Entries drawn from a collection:
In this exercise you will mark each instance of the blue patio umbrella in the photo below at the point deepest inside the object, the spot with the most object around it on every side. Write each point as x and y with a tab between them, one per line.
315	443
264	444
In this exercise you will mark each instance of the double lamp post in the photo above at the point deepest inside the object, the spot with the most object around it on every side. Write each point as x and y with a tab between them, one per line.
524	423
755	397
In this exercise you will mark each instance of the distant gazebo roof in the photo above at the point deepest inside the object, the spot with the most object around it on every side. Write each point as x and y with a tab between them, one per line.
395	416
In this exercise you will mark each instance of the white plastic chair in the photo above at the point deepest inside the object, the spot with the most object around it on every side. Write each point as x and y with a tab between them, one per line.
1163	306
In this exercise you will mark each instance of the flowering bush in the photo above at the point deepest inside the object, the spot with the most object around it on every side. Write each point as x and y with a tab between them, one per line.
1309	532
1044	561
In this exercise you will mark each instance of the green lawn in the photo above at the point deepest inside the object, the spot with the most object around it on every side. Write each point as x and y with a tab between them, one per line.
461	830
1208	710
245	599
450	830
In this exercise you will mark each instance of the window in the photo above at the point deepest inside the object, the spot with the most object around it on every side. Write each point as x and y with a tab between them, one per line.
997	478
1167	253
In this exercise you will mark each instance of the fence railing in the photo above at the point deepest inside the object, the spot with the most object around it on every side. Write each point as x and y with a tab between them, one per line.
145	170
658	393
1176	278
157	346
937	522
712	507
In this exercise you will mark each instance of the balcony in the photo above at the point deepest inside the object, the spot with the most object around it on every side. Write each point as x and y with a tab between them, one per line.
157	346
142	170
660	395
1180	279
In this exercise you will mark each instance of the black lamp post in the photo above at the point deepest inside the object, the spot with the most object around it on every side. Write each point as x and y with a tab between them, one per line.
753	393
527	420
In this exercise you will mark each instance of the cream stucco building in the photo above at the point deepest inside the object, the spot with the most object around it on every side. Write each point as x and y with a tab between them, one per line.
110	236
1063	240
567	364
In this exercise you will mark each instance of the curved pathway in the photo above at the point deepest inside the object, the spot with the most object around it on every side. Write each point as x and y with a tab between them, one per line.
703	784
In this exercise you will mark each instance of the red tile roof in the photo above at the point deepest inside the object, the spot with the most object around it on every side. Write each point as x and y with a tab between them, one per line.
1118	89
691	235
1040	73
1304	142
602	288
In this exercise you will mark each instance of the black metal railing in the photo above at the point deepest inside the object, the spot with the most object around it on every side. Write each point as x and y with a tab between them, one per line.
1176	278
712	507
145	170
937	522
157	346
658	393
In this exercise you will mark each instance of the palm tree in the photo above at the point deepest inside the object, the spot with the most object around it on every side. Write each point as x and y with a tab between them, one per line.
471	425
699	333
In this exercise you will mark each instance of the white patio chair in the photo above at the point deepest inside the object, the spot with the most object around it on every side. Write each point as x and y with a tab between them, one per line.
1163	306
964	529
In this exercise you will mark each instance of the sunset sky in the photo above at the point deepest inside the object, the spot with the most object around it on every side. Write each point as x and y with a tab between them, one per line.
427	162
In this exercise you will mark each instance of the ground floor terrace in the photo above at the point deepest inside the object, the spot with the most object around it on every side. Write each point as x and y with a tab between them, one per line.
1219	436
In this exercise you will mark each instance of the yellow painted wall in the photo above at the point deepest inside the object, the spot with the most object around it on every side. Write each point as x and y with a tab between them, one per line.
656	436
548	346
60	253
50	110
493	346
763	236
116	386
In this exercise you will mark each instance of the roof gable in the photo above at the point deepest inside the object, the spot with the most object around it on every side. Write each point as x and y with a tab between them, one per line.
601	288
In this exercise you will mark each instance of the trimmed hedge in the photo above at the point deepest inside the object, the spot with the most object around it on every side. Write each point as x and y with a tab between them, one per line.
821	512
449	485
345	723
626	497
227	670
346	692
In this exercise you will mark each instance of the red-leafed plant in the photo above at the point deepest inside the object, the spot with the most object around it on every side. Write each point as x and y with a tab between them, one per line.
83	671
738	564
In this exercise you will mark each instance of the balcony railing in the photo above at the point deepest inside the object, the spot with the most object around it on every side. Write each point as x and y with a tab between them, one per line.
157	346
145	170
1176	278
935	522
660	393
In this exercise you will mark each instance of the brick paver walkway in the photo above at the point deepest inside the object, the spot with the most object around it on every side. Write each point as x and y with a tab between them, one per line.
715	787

What needs to be done ::
Copy all of the items above line for line, without changing a single character.

Task output ::
In this exercise you will mark each instance of the blue patio umbrella in the photo below at the point deepest inside the object, the spot with the most object around it on every side. Write each point as x and y with a tab between them, one per line.
315	443
264	444
In this exercise you will mark each instance of the double lamp post in the photo above at the point deepest inside the object, the spot with the most object around it on every side. Write each point as x and y with a tab between them, one per line.
524	423
755	397
In this exercise you will mark each instance of the distant gazebo roof in the photo above at the point deepest inside the object, the spot with the most object around it on every side. Write each point as x and y with a tab between them, one per line.
395	416
In this exercise you will mark each instance of the white plastic chair in the photo above at the point deepest inside the object, the spot with the most object around it on every side. Write each point as x and y with a tab between them, one per line.
1163	306
In this exercise you will mark each instance of the flowering bush in the photo above at the point deepest inside the object, the spot with the most object around it on every side. Write each point as x and y with a tab between them, one per line.
1309	532
1044	561
In this exercise you will mark each instance of the green lawn in the photo above at the point deepest inside the object, the spot with the most object around it on every side. Write each point as x and y with a tab between them, one per line.
461	830
1208	710
245	599
450	830
In this exercise you will mark each instance of the window in the photo above at the point deepest inside the object, the spot with the most object around it on every side. Write each point as x and y with a tab between them, one per line.
997	478
1167	253
In this exercise you will mark each instance of the fence railing in the photo above at the point deepest inside the object, the spot with the most object around it on every side. Write each point as x and y with a tab between them, one per line.
145	170
658	393
1176	278
157	346
937	522
712	507
In this exercise you will mark each instance of the balcony in the photo above at the point deepest inside the object, the spot with the most object around it on every side. Write each point as x and y with a tab between them, one per line.
157	346
142	170
660	395
1180	279
In this exercise you will mark each instance of the black lamp post in the photo above at the point deepest inside the object, the spot with the most object around it on every side. Write each point as x and y with a tab between them, one per line.
753	393
527	420
In this exercise you will mark each instance of the cream stucco building in the photo above at the point deepest inside the object, the spot with the most object around it on every side. Write each point as x and y with a tab between them, one per line.
110	236
1063	240
567	364
In this exercise you will mark each instance of the curved pathway in the photo above at the point deepest inside the object, the spot with the most object around it on every side. Write each point as x and y with a tab between them, one per line.
703	784
In this exercise you will mark each instance of the red tile roof in the photo above at the point deepest inside the object, the spot with the most object around it on every side. Write each point as x and y with a tab between them, one per line.
1118	89
691	235
1040	73
1304	142
602	288
In this exercise you will mark each instance of the black metal railing in the photo above at the point deepest inside the object, the spot with the most object around it on every side. Write each point as x and y with a tab between them, one per line.
1176	278
712	507
145	170
937	522
157	346
658	393
In this exercise you will mark each instance of the palm tree in the photo above at the point deepest inside the object, the spot with the most object around it on every side. Write each point as x and y with a tab between them, one per line.
471	425
699	333
In this exercise you will mark each instance of the white patio chair in the photo above at the point deepest inside the object, the spot with the most object around it on every side. Write each point as x and y with a tab between them, one per line.
1163	306
964	529
In this exercise you will mark each instance of the sunset sky in the photo above at the point deepest inside the object, the spot with the most object around it on every side. Write each point as x and y with a tab between them, one per line.
427	162
In this exercise you will mark each instance of the ground floor terrace in the photo above at the point deepest inside the object, the spot with the most object around it on every side. Write each point as x and y with a tab between them, one per line.
1219	436
In this exercise you will mark each instance of the yellow painted wall in the photo above at the point deepest inside the object, the spot with the most object around it on every side. Write each point as x and y with a tab between them, one per line.
656	436
548	346
60	253
50	110
493	346
763	236
116	386
In this exercise you will mark each instance of the roof gable in the photo above at the point deepest inside the object, the spot with the most object around it on every side. Write each point as x and y with a tab between them, one per line.
601	288
In this exercise you will mark each instance of the trimmed hedge in the photo above at the point deepest inside the object, the spot with the most object around it on every side. Write each point as x and y with a tab between them, one per line.
821	512
449	485
345	723
626	497
227	670
346	692
In this exercise you will mark each instance of the red-leafed plant in the photo above at the point deepest inside the object, the spot with the most object around it on every side. Write each point as x and y with a tab between them, one per line.
83	671
738	564
In this exercise you will mark each instance of the balcony railing in the photo above at the point deepest inside the object, the spot with the most object around it on every side. Write each point as x and y with a tab between them, one per line.
157	346
145	170
1176	278
935	522
660	393
In this exercise you will mark each instance of the brick paver walkway in the photo above at the point deepest inside the object, the spot with the most object around it on every side. Write each point as x and y with a tab between them, one per line.
715	787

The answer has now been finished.